From the entries below, retype only the lines from the one with "of the asphalt" through the one with "of the person", exactly as written.

***** Source records

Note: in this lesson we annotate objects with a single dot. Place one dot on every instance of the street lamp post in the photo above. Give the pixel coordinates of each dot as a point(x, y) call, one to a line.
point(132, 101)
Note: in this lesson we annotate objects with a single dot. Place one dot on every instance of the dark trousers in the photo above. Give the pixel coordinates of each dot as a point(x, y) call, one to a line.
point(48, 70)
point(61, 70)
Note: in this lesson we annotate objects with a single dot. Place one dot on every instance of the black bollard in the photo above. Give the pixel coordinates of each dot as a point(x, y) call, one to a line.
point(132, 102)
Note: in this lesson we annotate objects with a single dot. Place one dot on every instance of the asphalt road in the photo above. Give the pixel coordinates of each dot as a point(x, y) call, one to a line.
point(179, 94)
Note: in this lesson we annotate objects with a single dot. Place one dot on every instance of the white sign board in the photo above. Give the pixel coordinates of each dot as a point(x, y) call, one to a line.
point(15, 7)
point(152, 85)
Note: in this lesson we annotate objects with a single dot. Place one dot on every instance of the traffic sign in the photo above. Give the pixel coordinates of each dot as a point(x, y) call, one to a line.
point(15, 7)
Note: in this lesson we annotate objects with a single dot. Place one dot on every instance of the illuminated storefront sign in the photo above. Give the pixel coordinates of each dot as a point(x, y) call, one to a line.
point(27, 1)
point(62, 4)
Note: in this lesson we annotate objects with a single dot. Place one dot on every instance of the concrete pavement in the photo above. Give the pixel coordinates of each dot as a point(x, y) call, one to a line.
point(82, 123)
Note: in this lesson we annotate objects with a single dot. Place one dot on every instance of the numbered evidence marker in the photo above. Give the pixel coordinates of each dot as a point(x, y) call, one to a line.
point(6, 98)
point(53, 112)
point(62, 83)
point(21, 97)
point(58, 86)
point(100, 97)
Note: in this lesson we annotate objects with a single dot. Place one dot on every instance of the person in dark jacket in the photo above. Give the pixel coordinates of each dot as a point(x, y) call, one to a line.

**********
***** Source records

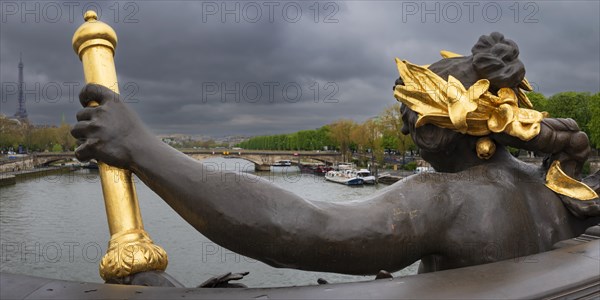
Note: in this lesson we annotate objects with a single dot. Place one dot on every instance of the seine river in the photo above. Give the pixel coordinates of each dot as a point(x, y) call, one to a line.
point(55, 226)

**********
***** Source records

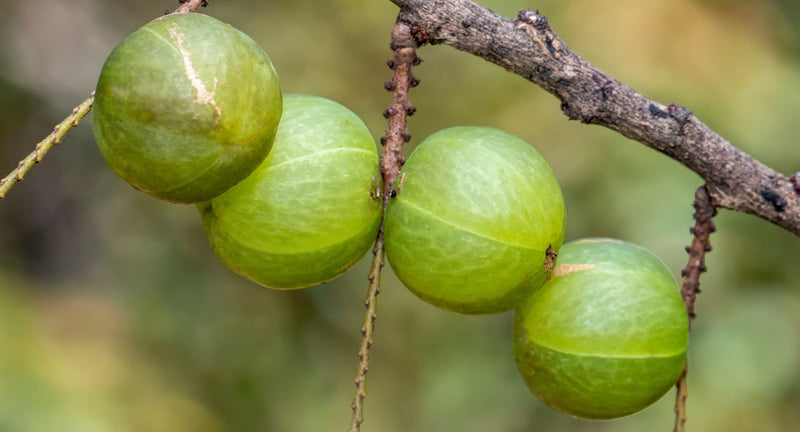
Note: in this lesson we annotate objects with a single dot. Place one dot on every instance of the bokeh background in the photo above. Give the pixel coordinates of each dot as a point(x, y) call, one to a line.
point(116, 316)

**********

* Final answer
Note: in this lesson we annotate objects with a single dot. Place one dot on every instance of the asphalt road in the photo above. Give the pixel coordinates of each dot as a point(x, y) call, one to a line.
point(179, 94)
Note: in this lesson we annotate objects with a single dot. Place one dot on every instance of the white sign board in the photo above. Give the pixel coordinates of each dot as a point(x, y) call, one to a line.
point(15, 7)
point(152, 85)
Note: in this lesson we annotate objects with a single dot. Place one dot on every instance of the traffic sign in the photo above. Give the pixel coordinates of each dot as a point(x, y) call, one to a line.
point(15, 7)
Note: in this lesson we annotate objects with a single dot. Place one dot on every instance of the illuminated storefront sign in the photo above. Give the pixel coordinates of each dot as a point(x, y) call, one to a line.
point(27, 1)
point(62, 4)
Note: in this lesson we annotate objects with a single dot. Place one dot on every instance of the concrete pavement in the photo above. Give the pixel coordinates of each dot as a point(x, y) call, one to a line.
point(82, 123)
Note: in this lesson we annotate objects with a single dot. Place one dot on every instance of the numbered evidence marker in the photo above. Give the pixel coordinates of each dot as a point(x, y) call, one to a line.
point(6, 98)
point(53, 112)
point(62, 83)
point(21, 97)
point(58, 86)
point(100, 97)
Note: in this lesson we annotate objects with a single dot. Place one dot on every instance of the person in dark jacket in the photo above. Give the pixel coordinates of each dot as a point(x, y) call, one to a line.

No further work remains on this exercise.